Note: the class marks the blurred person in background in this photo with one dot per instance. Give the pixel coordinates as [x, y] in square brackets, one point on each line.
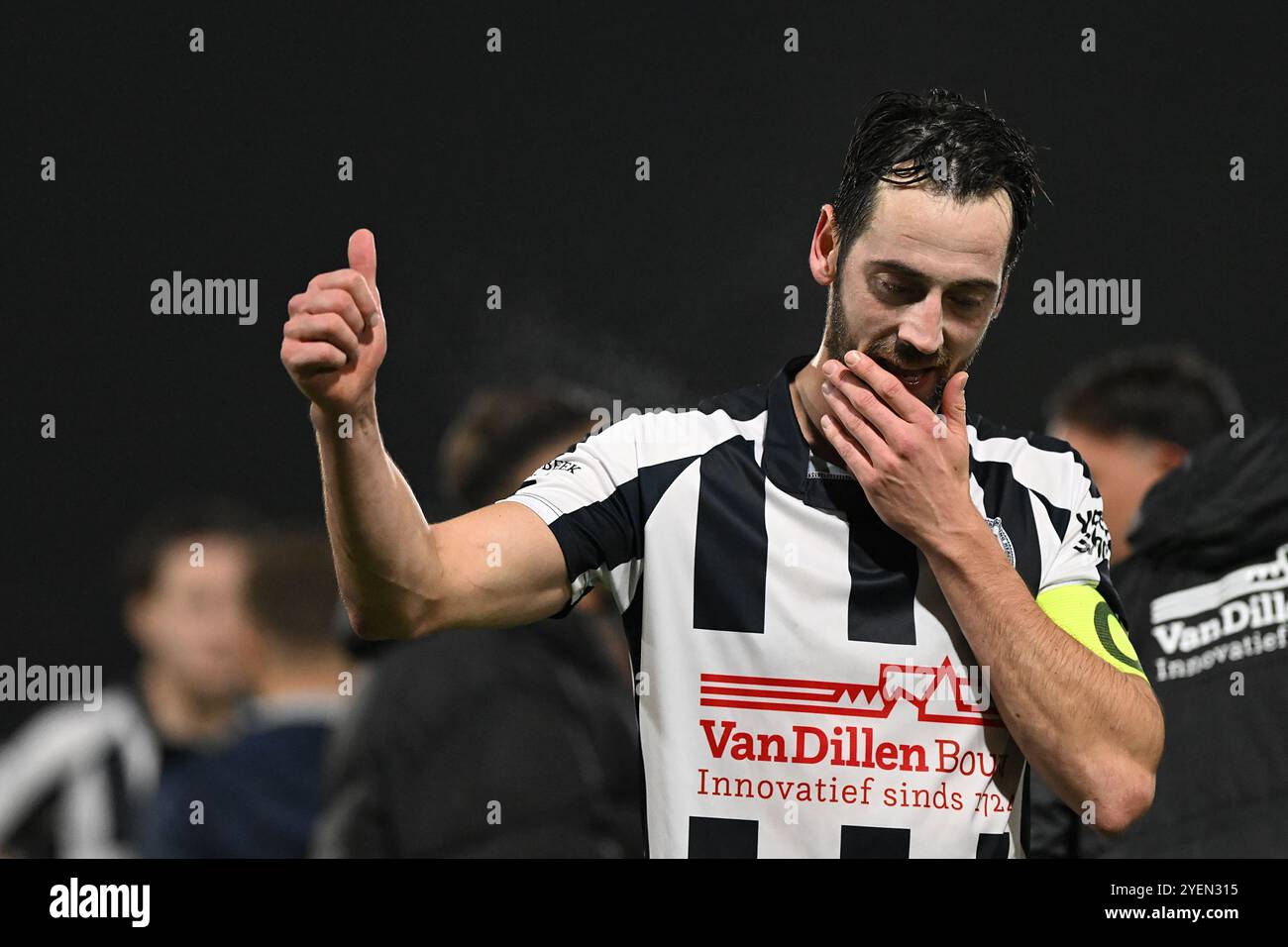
[259, 795]
[75, 783]
[1197, 504]
[515, 742]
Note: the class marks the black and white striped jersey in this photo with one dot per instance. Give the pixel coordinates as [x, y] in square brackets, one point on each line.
[803, 688]
[72, 780]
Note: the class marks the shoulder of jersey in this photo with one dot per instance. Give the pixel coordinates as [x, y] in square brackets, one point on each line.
[1035, 453]
[692, 431]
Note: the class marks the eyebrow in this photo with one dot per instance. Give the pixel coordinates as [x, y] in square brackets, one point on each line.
[905, 269]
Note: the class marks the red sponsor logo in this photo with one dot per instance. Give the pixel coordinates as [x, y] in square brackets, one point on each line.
[940, 694]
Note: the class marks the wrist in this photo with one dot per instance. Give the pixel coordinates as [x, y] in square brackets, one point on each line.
[329, 420]
[960, 536]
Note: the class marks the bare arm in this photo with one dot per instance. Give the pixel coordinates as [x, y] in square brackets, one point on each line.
[1091, 732]
[398, 575]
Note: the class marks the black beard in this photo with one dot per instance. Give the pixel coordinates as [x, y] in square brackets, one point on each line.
[837, 341]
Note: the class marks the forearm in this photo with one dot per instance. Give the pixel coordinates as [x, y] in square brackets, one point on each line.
[1093, 732]
[382, 548]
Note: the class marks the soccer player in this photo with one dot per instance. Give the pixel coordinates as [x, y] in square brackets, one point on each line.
[854, 621]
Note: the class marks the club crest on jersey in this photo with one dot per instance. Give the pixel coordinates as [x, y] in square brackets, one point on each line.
[995, 523]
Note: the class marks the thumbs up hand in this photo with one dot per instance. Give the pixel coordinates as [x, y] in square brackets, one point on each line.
[334, 338]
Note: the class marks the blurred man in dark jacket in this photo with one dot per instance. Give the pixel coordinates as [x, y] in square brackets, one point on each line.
[1201, 496]
[76, 783]
[259, 795]
[516, 742]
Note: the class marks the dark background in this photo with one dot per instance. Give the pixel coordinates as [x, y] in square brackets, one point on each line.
[518, 169]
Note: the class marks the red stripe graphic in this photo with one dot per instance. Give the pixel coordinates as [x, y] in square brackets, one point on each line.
[935, 692]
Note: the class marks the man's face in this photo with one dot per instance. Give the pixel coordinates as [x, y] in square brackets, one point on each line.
[919, 286]
[193, 622]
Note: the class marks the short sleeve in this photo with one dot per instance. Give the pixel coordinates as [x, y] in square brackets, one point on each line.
[1083, 552]
[590, 499]
[1077, 591]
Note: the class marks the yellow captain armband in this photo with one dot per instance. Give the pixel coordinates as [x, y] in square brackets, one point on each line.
[1082, 611]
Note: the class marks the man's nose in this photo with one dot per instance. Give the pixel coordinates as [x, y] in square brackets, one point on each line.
[922, 326]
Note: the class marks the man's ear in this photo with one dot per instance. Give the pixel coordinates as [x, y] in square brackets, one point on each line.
[1001, 298]
[823, 248]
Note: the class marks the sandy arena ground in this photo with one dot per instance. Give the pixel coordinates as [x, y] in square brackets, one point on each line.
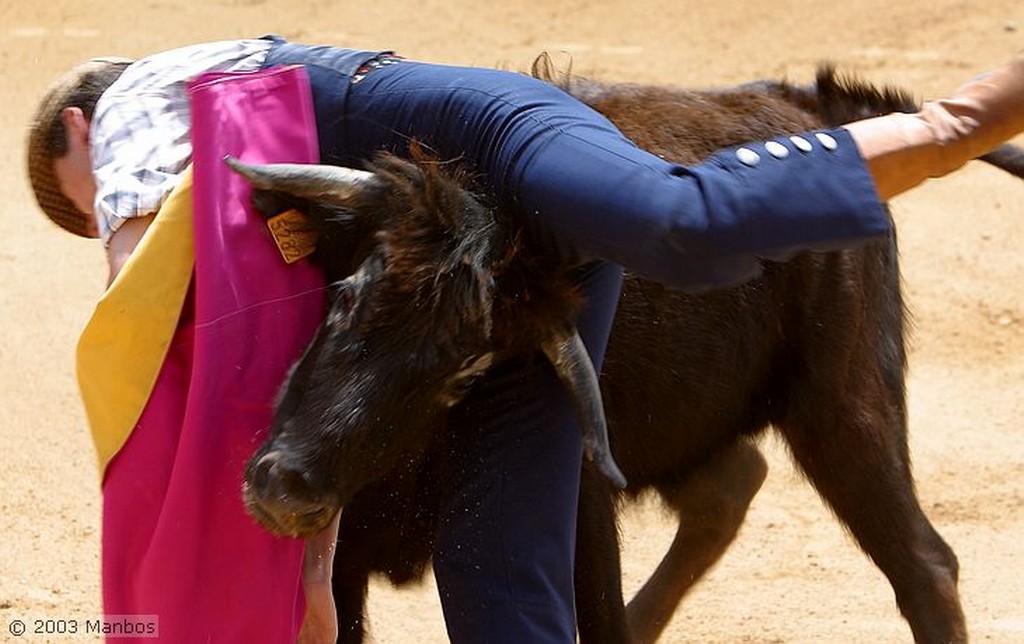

- **ACTIVITY**:
Reproduce the records above exactly, excluding every picture.

- **THE ANSWER**:
Note: the class marks the blurred person in background in this photo with one dot per instance. Give the pixel coordinates as [x, y] in square brackets, one point on each line.
[259, 795]
[75, 783]
[1197, 504]
[515, 742]
Note: the class marks the black and white striped jersey in this photo with one dot per instance. Give the pixel coordinates as [x, y] in square brackets, one point on each line.
[803, 688]
[72, 780]
Note: the class marks the shoulder of jersey in this photo with one dot per instance. Give the pixel coordinates as [x, y] in square brackets, one point on each line.
[1035, 453]
[692, 431]
Note: the class marks the eyebrow in this photo with one dot per instance. Give the pixel coordinates as [x, y] in square brackets, one point on each line.
[905, 269]
Note: the class marks the red sponsor logo in this photo with one dot per instance. Give the pixel coordinates as [x, y] in square brackets, one point on each line.
[940, 694]
Note: the class marks the wrist in this photo with one dot per instance. Give the pixel coordinates as [x, y] in square brackets, one point on each line.
[329, 420]
[960, 536]
Note: the class marks the bare arm in this photo with one dot per instance. Give the pixel coordinates as [x, y] in square brackets, one point on each line.
[1091, 732]
[398, 575]
Note: the class marks the black beard in this photo with one dot per instance. Give the pixel coordinates as [x, y] in square brackets, one point on each line.
[837, 341]
Note: the class marks the forearm in this photo with one dot per instance. Give the pixel coordinates as [x, y] in square brackets, one point on each line.
[1093, 732]
[382, 548]
Note: the class marks the soccer player in this photo with one dot per instance. Give the pixel coordinates as [x, y] in square brackets, one point on each line.
[854, 621]
Note: the class marks the club crest on jersey in this photo with one dot per instance. Give the pixel coordinates as [x, y] in square brackets, one point on each line.
[995, 523]
Note: the class marks the thumbs up hand in this photo with one dot per instance. Give the pixel coordinates as [x, y] in square brackets, one point on each line.
[334, 338]
Note: the class marks the blurred man in dark jacket in this photo with one dot per instance. Give the pixel coordinates as [x, y] in square brackets, one point on each line.
[1201, 496]
[76, 783]
[259, 795]
[516, 742]
Note: the class marks the dark background in this photo with one dot per instance. Give the pixel coordinates as [x, y] in square brackets, one point on each line.
[518, 169]
Note: the class marks the red stripe graphic in this photo with one dot per instance. Give the pixel coordinates as [x, y] in square brackets, one point on each line.
[935, 692]
Note: the class marks the man's face in this photo with one dot per instance. Give the pixel coordinates as [x, y] in square brackets, one point on each line.
[919, 286]
[193, 622]
Note: the class marks the short sleeve in this photo with one dot per instance. Give the pixel coordinates as [x, y] in square brackets, one point on each line.
[1083, 552]
[590, 499]
[1077, 591]
Note: the class marks the yellow captain armband in this photo with one dot per instance. Give the pixel coordinates as [x, y] in square brackets, one point on each line.
[1082, 611]
Note: the class marks the man's nose in this photo with one dot per instance. Give the pixel coordinates as [x, y] in square brackets, one point on each line.
[922, 326]
Note: the class marks the man's ear in this photo with one dot per instance. Give the pixel coordinates as [x, y] in square brackets, one point on each line.
[1001, 298]
[823, 248]
Note: the class marks the sandy arena ground in this photo with one dot per instance. Give the pixel coordinates as [x, y] in square brackets, one point on each line.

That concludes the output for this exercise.